┌─ Extrait du texte

El Ejido

Le pogrom des Marocains était "programmé"

décembre 2000.
 

Les nouvelles frontières de l’Europe sont ambivalentes. En principe hermétiques et conçues pour refouler tous les "barbares", elles sont également poreuses quand il s’agit de se procurer de la main-d’œuvre à vil prix. Une commission d’enquête vient de le constater en Andalousie, à El Ejido, là où les immigrés marocains se sont fait massacrer en février dernier.

Membres de cette commission, à laquelle participaient des délégués de huit pays (1), Ascen Uriarte et Nicholas Bell, du Forum civique européen (FCE) ainsi que Jean-Pierre Bolognini, de la Confédération paysanne, répondent à nos questions.

Située dans la province d’Alméria, la zone d’El Ejido est spécialisée dans la production intensive de fruits et légumes...
Ascen Uriarte : Oui. El Ejido, où les pogroms ont eu lieu les 5, 6 et 7 février 2000, est une région productrice de légumes. Surtout de primeurs hors saison, de janvier à mars, sur 30.000 hectares de serres : une mer de plastique se confondant avec la Méditerranée. Elle exporte vers le nord de l’Europe des poivrons, des salades, des tomates... Cette activité a commencé dans les années 60 et implique des conditions de travail très dures...

└─
┌─ Données d'entrée

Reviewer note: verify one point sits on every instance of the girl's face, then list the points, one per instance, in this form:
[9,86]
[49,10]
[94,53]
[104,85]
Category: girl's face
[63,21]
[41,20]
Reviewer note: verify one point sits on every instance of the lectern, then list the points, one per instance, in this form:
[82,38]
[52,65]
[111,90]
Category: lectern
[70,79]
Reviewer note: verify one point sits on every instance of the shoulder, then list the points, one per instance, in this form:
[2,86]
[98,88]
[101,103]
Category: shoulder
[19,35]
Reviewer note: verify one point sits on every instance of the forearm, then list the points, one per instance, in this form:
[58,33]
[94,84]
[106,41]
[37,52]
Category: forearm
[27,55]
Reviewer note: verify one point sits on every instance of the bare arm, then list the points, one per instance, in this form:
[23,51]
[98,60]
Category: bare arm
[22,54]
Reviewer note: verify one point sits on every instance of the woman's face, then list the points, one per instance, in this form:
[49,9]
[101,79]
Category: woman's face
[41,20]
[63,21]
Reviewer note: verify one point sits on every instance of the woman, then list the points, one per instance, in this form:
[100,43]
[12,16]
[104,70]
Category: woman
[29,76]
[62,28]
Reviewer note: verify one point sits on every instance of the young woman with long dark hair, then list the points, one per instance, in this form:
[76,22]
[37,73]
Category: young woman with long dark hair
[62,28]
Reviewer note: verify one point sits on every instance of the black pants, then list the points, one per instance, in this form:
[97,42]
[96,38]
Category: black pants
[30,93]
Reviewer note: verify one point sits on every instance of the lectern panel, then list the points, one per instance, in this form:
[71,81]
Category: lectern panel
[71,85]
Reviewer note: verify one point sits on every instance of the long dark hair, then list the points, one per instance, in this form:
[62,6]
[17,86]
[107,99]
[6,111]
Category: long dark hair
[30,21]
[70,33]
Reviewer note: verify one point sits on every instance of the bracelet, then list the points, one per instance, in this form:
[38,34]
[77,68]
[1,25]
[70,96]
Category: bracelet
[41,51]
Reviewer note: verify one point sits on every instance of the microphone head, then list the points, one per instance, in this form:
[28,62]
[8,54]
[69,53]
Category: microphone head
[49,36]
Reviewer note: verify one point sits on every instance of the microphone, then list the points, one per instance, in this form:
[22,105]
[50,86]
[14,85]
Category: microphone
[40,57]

└─

Citez en entier l'article sur El Ejido, sans y modifier un seul mot.

> **Exercice corrigé**:
El Ejido

Le pogrom des Marocains était "programmé"

décembre 2000.
 

Les nouvelles frontières de l’Europe sont ambivalentes. En principe hermétiques et conçues pour refouler tous les "barbares", elles sont également poreuses quand il s’agit de se procurer de la main-d’œuvre à vil prix. Une commission d’enquête vient de le constater en Andalousie, à El Ejido, là où les immigrés marocains se sont fait massacrer en février dernier.

Membres de cette commission, à laquelle participaient des délégués de huit pays (1), Ascen Uriarte et Nicholas Bell, du Forum civique européen (FCE) ainsi que Jean-Pierre Bolognini, de la Confédération paysanne, répondent à nos questions.

Située dans la province d’Alméria, la zone d’El Ejido est spécialisée dans la production intensive de fruits et légumes...
Ascen Uriarte : Oui. El Ejido, où les pogroms ont eu lieu les 5, 6 et 7 février 2000, est une région productrice de légumes. Surtout de primeurs hors saison, de janvier à mars, sur 30.000 hectares de serres : une mer de plastique se confondant avec la Méditerranée. Elle exporte vers le nord de l’Europe des poivrons, des salades, des tomates... Cette activité a commencé dans les années 60 et implique des conditions de travail très dures...